DOCUMENT EXCERPT »
-- START --
Using SelectorLib with Scrapy

SelectorLib is just a python package, it works with Scrapy too. To demostrate that we’ll setup a spider in scrapy to crawl https://scrapeme.live/shop

  1. Buidling the YML Files
    1. Listing Page
    2. Product Page
  2. Setting up Scrapy Project
  3. Spider Code
  4. Full Code
  5. Next

Buidling the YML Files

For this site, we need to extract data from 2 types of pages. A listing page and a product page. We can build these using the chrome extension. Look at the Product Page and Listing page examples.

Listing Page

Here is the YAML file we will use for the Listing Page - https://scrapeme.live/shop

product_page:
    css: a.woocommerce-LoopProduct-link
    multiple: true
    type: Link
next_page:
    css: a.next
    type: Link

The data it extracts would be of this strucutre

{
  "product_page": [
    "https://scrapeme.live/shop/Bulbasaur/",
    "https://scrapeme.live/shop/Ivysaur/",
    "https://scrapeme.live/shop/Venusaur/",
    "https://scrapeme.live/shop/Charmander/",
    "https://scrapeme.live/shop/Charmeleon/",
    "https://scrapeme.live/shop/Charizard/",
    "https://scrapeme.live/shop/Squirtle/",
    "https://scrapeme.live/shop/Wartortle/",
    "https://scrapeme.live/shop/Blastoise/",
    "https://scrapeme.live/shop/Caterpie/",
    "https://scrapeme.live/shop/Metapod/",
    "https://scrapeme.live/shop/Butterfree/",
    "https://scrapeme.live/shop/Weedle/",
    "https://scrapeme.live/shop/Kakuna/",
    "https://scrapeme.live/shop/Beedrill/",
    "https://scrapeme.live/shop/Pidgey/"
-- END --
DATASET CONTENT »
-- START --
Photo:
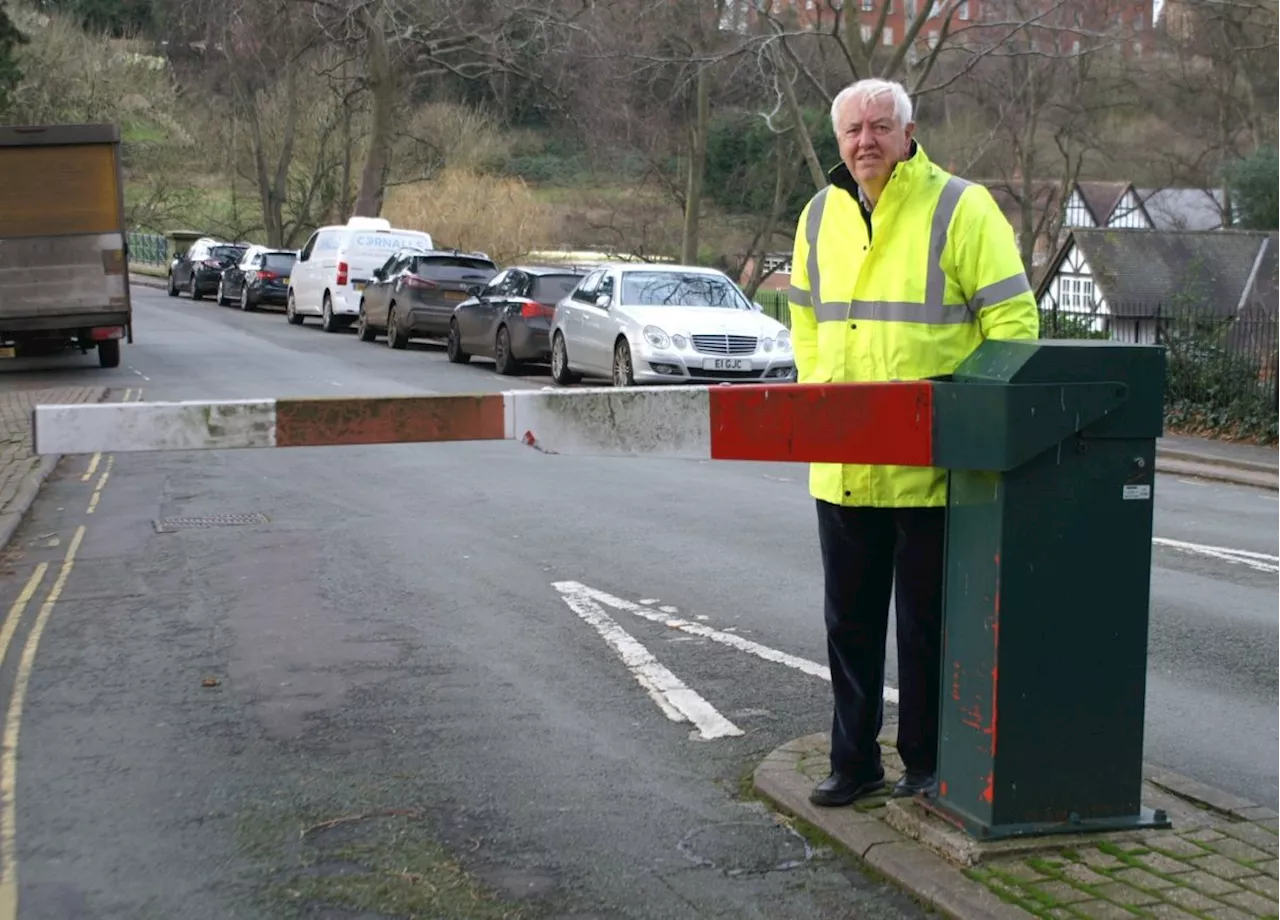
-- END --
TASK DETAILS » Transcribe the passage of the SelectorLib with Scrapy page that opens with the words containing "For this site, we" and closes with "Listing page examples.". The material comes from a separate source and has no connection to the text.

ANSWER FOR THE TASK »
For this site, we need to extract data from 2 types of pages. A listing page and a product page. We can build these using the chrome extension. Look at the Product Page and Listing page examples.